Supplied passage
=-=-=

Protest of Contract Awards

The Administrative Dispute Resolution Act of 1996 (ADRA), Pub. L. 104-320, § 12, 110 Stat. 3870, 3874 (1996) grants the Court of Federal Claims exclusive jurisdiction over procurement protests (i.e., protests that relate to the Government's acquisition of goods and services). See Resource Conservation Group, LLC v. United States, 597 F.3d 1238 (Fed. Cir. 2010); Emery W.W. Airlines, Inc. v. United States, 264 F.3d 1071, 1078-79 (Fed. Cir. 2001); see also Rothe Dev., Inc. v. United States, 666 F.3d 336 (5th Cir. 2011); Vero Technical Support, Inc. v. United States, 437 Fed. Appx. 766 (11th Cir. 2011). The Federal Circuit has held that the ADRA does not affect the jurisdiction of the Court of Federal Claims with respect to non-procurement protests (e.g., protests that relate to the Government's acquisition of land). Id.

The Court of Federal Claims has prescribed procedural guidance specifically tailored for bid protest litigation to enhance the overall effectiveness of protest resolution. See Appendix C of the Rules of the Court of Federal Claims (RCFC).

=-=-=

Data shown
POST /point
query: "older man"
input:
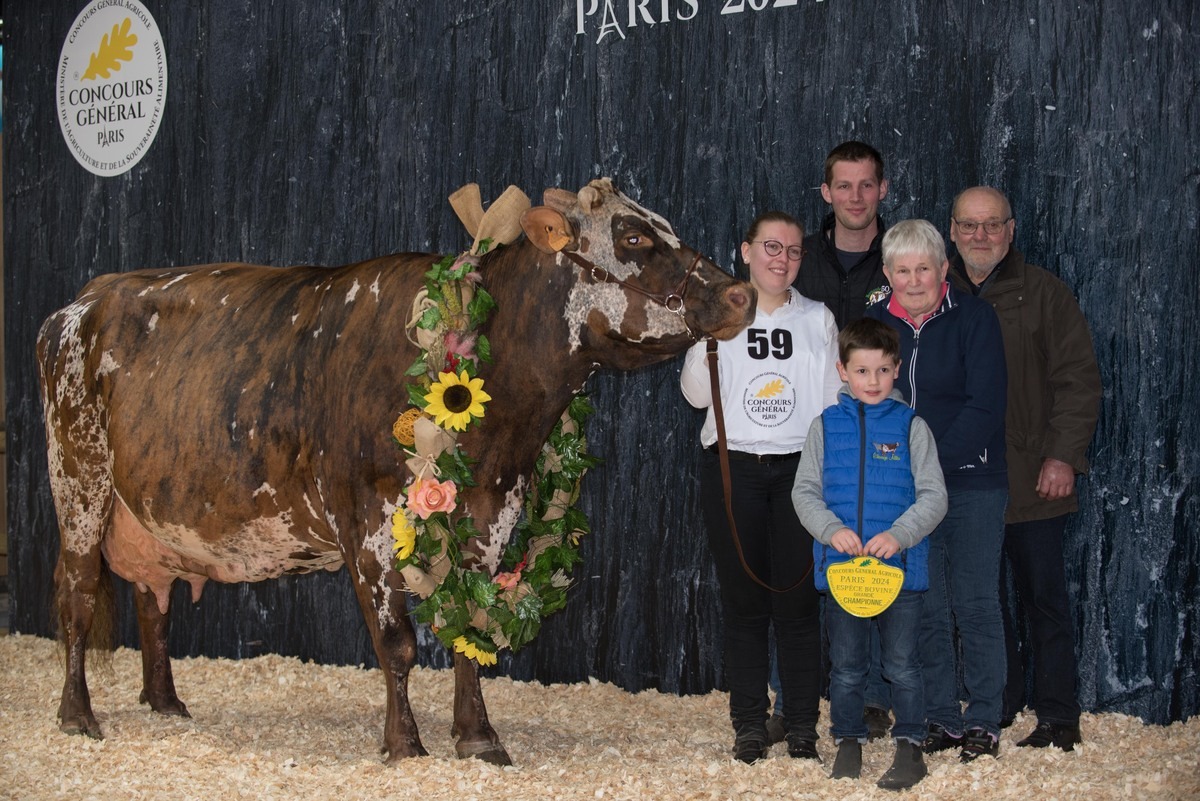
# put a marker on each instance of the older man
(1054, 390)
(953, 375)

=-=-=

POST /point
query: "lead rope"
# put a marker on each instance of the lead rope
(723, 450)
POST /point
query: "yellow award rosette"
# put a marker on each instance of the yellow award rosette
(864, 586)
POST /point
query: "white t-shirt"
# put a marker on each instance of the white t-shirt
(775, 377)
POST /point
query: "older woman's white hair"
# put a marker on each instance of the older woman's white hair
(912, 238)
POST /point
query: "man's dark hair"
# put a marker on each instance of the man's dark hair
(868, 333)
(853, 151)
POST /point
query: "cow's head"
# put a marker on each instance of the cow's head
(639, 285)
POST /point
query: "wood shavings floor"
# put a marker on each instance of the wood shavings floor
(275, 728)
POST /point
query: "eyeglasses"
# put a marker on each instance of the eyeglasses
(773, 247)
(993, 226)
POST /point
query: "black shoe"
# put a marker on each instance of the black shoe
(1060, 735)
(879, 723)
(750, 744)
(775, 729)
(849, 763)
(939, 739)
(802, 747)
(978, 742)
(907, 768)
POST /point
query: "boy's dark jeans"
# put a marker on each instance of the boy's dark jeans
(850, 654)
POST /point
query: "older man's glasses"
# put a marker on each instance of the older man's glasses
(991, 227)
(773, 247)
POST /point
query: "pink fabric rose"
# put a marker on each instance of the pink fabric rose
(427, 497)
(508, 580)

=-=-=

What you need to do
Print the part of the passage on contract award protests that starts with "The Court of Federal Claims has" and goes on through "Federal Claims (RCFC).", keeping its wording unchanged.

Problem solution
The Court of Federal Claims has prescribed procedural guidance specifically tailored for bid protest litigation to enhance the overall effectiveness of protest resolution. See Appendix C of the Rules of the Court of Federal Claims (RCFC).